* **Work request**
Please repeat each of the records that follow, exactly as written.

* **Records for this task**

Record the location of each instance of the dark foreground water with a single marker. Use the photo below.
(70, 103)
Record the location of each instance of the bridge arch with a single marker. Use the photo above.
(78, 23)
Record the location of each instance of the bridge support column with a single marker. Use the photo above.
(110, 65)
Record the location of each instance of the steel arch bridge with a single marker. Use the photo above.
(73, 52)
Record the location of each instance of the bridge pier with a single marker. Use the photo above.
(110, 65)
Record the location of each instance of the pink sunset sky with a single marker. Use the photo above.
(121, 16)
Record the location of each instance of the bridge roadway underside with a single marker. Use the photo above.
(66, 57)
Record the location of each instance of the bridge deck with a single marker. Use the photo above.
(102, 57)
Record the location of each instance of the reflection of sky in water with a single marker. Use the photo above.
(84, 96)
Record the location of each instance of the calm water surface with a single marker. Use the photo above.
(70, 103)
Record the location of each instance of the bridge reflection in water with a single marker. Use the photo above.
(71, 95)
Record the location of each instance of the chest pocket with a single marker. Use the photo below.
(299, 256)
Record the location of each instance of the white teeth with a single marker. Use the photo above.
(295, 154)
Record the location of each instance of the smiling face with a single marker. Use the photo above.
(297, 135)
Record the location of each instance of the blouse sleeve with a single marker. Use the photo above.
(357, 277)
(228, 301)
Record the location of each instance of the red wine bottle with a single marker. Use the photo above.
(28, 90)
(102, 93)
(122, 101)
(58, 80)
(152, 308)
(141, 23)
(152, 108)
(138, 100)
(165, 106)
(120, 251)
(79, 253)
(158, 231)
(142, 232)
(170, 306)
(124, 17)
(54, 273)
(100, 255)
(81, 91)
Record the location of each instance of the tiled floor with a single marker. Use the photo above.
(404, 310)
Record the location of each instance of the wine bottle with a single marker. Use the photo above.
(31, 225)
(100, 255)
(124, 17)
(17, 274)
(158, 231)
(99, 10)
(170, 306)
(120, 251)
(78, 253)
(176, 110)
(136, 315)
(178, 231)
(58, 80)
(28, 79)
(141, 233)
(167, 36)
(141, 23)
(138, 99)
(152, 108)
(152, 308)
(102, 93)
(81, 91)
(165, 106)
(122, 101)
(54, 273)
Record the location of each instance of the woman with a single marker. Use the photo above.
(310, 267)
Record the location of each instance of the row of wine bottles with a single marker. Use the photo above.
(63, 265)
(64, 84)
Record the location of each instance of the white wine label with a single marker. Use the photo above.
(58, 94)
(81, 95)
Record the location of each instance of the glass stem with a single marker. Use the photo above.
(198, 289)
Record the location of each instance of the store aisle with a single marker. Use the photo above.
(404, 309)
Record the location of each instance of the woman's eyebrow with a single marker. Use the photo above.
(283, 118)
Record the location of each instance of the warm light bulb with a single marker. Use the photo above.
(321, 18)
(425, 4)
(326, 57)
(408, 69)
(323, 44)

* **Your response**
Record the location of each instance of the dark foreground water with a single marker. Use the photo below.
(70, 103)
Record the location of each instance of the bridge arch with a single marker. Use the photo above.
(78, 23)
Record the location of each instance of the bridge support column with a single marker. Use the photo above.
(110, 65)
Record the location of each instance of the steel arch bridge with a single marker. Use the photo above.
(73, 52)
Record the location of each instance of the bridge pier with a single marker. Use the photo above.
(110, 65)
Record the location of each instance of the pink sunset sky with a single marker. Use the photo above.
(121, 16)
Record the location of each instance of the bridge roadway underside with a single marker. Use the photo above.
(66, 57)
Record the location of each instance of the bridge deck with a single marker. Use the photo above.
(102, 57)
Record the location of each instance of the reflection of sky in water with a single marker. Use the photo above.
(84, 96)
Record the location of each instance of the calm water surface with a single marker. Use the photo above.
(70, 103)
Record the location of each instance of the bridge reflection in water with a single marker. Use the photo above.
(71, 95)
Record the location of each instance of the chest pocket with a single marker. Use the photo below.
(299, 256)
Record the location of each instance of the white teeth with a single marker. Use the photo above.
(295, 154)
Record the location of each instance of the smiling face with a single marker. Use the photo above.
(297, 135)
Record the location of each instance of the blouse sleeve with a single marker. Use the photo above.
(357, 277)
(228, 301)
Record the location of each instance of the red wine bottle with a single marker. Use the photo above.
(28, 90)
(102, 93)
(122, 101)
(58, 80)
(152, 308)
(141, 23)
(152, 108)
(138, 100)
(165, 106)
(120, 251)
(79, 253)
(158, 231)
(142, 232)
(170, 306)
(124, 17)
(54, 273)
(100, 255)
(81, 91)
Record the location of each instance of the tiled floor with a single marker. Use the photo above.
(404, 310)
Record the location of each instance of the wine bottle with a single marker. Use the photo above.
(31, 225)
(100, 255)
(124, 17)
(17, 274)
(158, 231)
(99, 10)
(170, 306)
(120, 251)
(78, 253)
(176, 110)
(136, 315)
(178, 231)
(58, 80)
(28, 79)
(141, 233)
(167, 36)
(141, 23)
(138, 99)
(152, 108)
(152, 308)
(102, 93)
(81, 91)
(165, 106)
(122, 101)
(54, 273)
Record the location of each instance of the woman with a single marker. Use the photo above.
(310, 267)
Record the location of each instance of the row of wine bottles with a single marker. Use the photo above.
(63, 265)
(64, 84)
Record the location of each instance of the white wine label with a single marker. Use the photo above.
(58, 94)
(81, 95)
Record the location of each instance of the glass stem with a single marker. Use the photo above.
(198, 289)
Record the location of each instance of the store aisle with a single marker. Use the photo above.
(404, 309)
Record the location of each instance of the woman's eyebrow with a single marker. Use the photo above.
(283, 118)
Record the location of each instance of the warm light bulb with a single marker. Use the photo above.
(321, 18)
(425, 4)
(326, 57)
(408, 69)
(323, 44)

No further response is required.